Text-to-region grounding data:
== == ==

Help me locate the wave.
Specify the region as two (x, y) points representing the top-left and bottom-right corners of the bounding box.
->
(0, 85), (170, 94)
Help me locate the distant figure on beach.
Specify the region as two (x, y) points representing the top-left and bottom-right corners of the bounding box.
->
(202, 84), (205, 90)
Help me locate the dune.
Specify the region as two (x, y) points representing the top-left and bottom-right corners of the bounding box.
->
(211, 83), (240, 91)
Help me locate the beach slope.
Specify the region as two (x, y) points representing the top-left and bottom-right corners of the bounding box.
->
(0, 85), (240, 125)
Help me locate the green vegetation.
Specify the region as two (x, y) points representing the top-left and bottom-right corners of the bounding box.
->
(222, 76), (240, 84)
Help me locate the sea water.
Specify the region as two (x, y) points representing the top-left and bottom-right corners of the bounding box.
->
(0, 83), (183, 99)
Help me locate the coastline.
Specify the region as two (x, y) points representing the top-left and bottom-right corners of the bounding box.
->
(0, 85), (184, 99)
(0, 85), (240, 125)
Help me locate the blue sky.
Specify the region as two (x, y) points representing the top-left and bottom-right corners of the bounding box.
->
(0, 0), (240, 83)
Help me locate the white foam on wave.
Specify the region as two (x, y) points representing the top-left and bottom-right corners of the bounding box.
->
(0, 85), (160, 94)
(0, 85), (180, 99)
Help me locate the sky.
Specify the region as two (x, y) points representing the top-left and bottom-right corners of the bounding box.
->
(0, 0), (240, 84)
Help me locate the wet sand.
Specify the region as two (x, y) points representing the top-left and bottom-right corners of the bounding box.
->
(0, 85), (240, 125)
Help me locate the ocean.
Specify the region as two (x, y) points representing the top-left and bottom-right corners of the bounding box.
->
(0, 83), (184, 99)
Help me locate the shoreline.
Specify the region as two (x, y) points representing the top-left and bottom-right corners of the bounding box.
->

== == ==

WHAT IS NEEDED: Exactness is what counts here: write out every record again.

ANSWER BOX:
Help me locate the wave.
Specify the region as two (x, y) points representing the top-left and bottom-right corners of the bounding box.
->
(0, 85), (170, 94)
Help me locate the distant figure on beach.
Specify the region as two (x, y) points representing the top-left and bottom-right corners of the bounding box.
->
(202, 84), (205, 90)
Help me locate the dune.
Specify the region as two (x, y) points representing the top-left and bottom-right corners of the bounding box.
->
(211, 83), (240, 91)
Help me locate the beach slope.
Specify the region as two (x, y) points representing the top-left and bottom-right corners of the bounding box.
->
(0, 85), (240, 125)
Help me locate the green vegetation.
Specify the region as two (x, y) points representing the top-left and bottom-right corners of the bounding box.
->
(222, 76), (240, 84)
Help me locate the sea water.
Specify the region as two (x, y) points representing the top-left and bottom-right corners of the bounding box.
->
(0, 83), (183, 99)
Help me locate the coastline.
Specify the region as two (x, y) points representing the top-left and bottom-right corners of the bounding box.
->
(0, 85), (184, 99)
(0, 85), (240, 125)
Help me locate the blue sky.
Specify the region as two (x, y) points representing the top-left and bottom-right corners of the bounding box.
->
(0, 0), (240, 83)
Help me locate the white foam on wave.
Specify the region as two (x, y) points representing the top-left and bottom-right corners of the bounding box.
->
(0, 85), (160, 94)
(0, 85), (180, 99)
Help me locate the sky.
Specify the region as two (x, y) points representing the top-left and bottom-right corners of the bounding box.
->
(0, 0), (240, 84)
Help me locate the wet sand.
Specify the region as two (x, y) points representing the top-left and bottom-right corners of the bounding box.
->
(0, 85), (240, 125)
Help me locate the ocean.
Specify the region as two (x, y) points representing the top-left and bottom-right corners of the bounding box.
->
(0, 83), (184, 99)
Help me locate the shoreline.
Specify the region as two (x, y) points representing the top-left and bottom-right corners of the bounding box.
->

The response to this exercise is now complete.